- [Provided information]
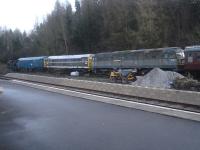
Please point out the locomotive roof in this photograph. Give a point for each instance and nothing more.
(145, 50)
(193, 48)
(31, 58)
(69, 56)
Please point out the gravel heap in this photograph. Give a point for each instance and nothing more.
(157, 78)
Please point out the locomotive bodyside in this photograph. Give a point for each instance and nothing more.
(192, 58)
(30, 63)
(164, 58)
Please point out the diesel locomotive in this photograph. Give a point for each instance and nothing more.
(143, 60)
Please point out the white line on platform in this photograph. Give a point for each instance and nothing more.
(136, 105)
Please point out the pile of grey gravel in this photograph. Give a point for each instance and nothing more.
(158, 78)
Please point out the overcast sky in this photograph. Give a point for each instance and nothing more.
(22, 14)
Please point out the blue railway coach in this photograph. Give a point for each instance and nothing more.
(31, 63)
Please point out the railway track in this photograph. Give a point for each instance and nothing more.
(179, 106)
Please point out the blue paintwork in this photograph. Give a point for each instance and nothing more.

- [Exercise objective]
Copy the entries above, starting at the line containing "Please point out the overcast" and continuing through the last entry, and keep the requests in place. Add 97 to every coordinate in the answer points.

- [Result]
Please point out the overcast sky in this photograph. Give a point for each instance and nothing more.
(119, 111)
Please point out the blue railway coach in this photograph. Give a point for each instance and nothing more.
(128, 160)
Please point out the railway track in this photograph. Give a point for each instance and nothing more.
(276, 203)
Please point out the blue paintwork in this photograph. Give a point for each instance and nothing more.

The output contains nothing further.